While thinking about breakout stars, one has to look beyond a single project or character that a player may be known for -- for example, Tim Meadowes may be a talented performer, but his movie The Ladies' Man isn't enough to justify inclusion here. Many SNL players have gone on to lots of roles, even widely-recognizable ones, yet they aren't actually known for who they are as performers beyond the "I know that face, who are they again?" type of recognition, and that ultimately is what makes a breakout star for this list. Others, like Dan Akroyd, are well-known players yet never quite were in demand enough to be seen as a breakout performer, despite a fairly successful career. This list also leaves out castmembers who were famous when they were brought in (Billy Crystal, Martin Short, etc.), and those who went on to fame without much impact on SNL itself (Julia Louis Dreyfuss, Damon Wayans, etc.).

So who are definitive breakout stars in SNL's history?

  • Chevy Chase - 1975-76 - Chase was huge in the show's first year, basically the "face" of the show, but left after the first year to seek Hollywood fame as a movie star.
  • John Belushi - 1975-79 - the madman, the x-factor, he stayed with the cast while ramping up a Hollywood career, but the features kept coming in and he finally departed the show, only for him to overdose a few years later.
  • Gilda Radner - 1975-80 - while other stars went on to bigger fame, Radner turned down big Hollywood projects trying to do stage work instead, and her quirky career choices made her challenging to follow but easy to remember before her untimely passing.
  • Bill Murray - 1977-80 - Chase's replacement himself grew into a massive hit actor for his unswerving comedy work, then Hollywood came knocking and he did it his way to become one of the biggest movie stars of all time.
  • Joe Piscopo - 1980-84 - while today a punchline, Piscopo was the go-to guy for characters during the behind-the-scenes upheavals at SNL, he was the big man on campus, and just wasn't able to parlay that momentum after SNL, only a stand up special and a few movies.
  • Eddie Murphy - 1980-84 - the kid, living on Piscopo's couch while starting at SNL, quickly became the other face of the show for his era with unwavering commitment to his own comedy. Unlike Piscopo, Murphy was able to transition into massive success with movies and stand-up, all while still a player at SNL for as long as he could.
  • Jon Lovitz - 1985-90 - Lovitz's work on SNL's second massive transition back to Lorne Michaels' control made him one of only two players to survive that '85 season's culling, and Lovitz's characters became household icons; after SNL, Lovitz focused more on a stand-up career and now owns two comedy clubs.
  • Dennis Miller - 1985-91 - the other player who survived the '85 culling, Miller made his bones mainly behind the desk of Weekend Update by bringing it back to sly relevance, and has since made his name on talk show and similar material.
  • Phil Hartman - 1986-94 - a player who made being an SNL character actor into a household name, Hartman did anything thrown his way with professional aplomb and just a hint of personal style, his post-SNL career was looking solid as a star on an ensemble sitcom when his life was cut short.

- - - -

_TO BE DONE_
A – Answer these questions about the piece on SNL breakout stars:
(i) Which movie is named as not enough to justify Tim Meadowes' inclusion?
(ii) What does Jon Lovitz now own?
(iii) On whose couch was Eddie Murphy living while starting at SNL?
B – Retype the piece on SNL breakout stars from "So who are definitive" up to and including "her untimely passing.", matching it exactly.
The listing has no connection to the text.

_SUPPLIED DATA_
- - - -

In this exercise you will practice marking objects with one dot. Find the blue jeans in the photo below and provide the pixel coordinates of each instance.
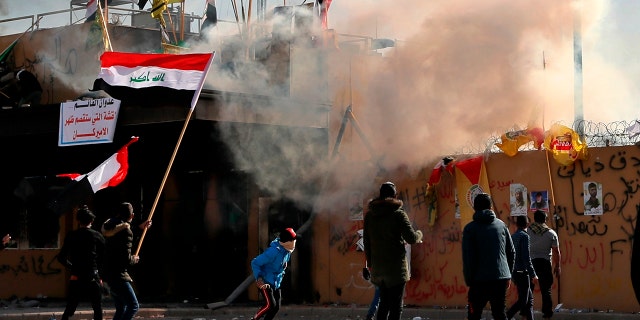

- - - -

_IN RESPONSE_
A –
(i) The Ladies' Man
(ii) Two comedy clubs
(iii) Joe Piscopo's

B –
So who are definitive breakout stars in SNL's history?

  • Chevy Chase - 1975-76 - Chase was huge in the show's first year, basically the "face" of the show, but left after the first year to seek Hollywood fame as a movie star.
  • John Belushi - 1975-79 - the madman, the x-factor, he stayed with the cast while ramping up a Hollywood career, but the features kept coming in and he finally departed the show, only for him to overdose a few years later.
  • Gilda Radner - 1975-80 - while other stars went on to bigger fame, Radner turned down big Hollywood projects trying to do stage work instead, and her quirky career choices made her challenging to follow but easy to remember before her untimely passing.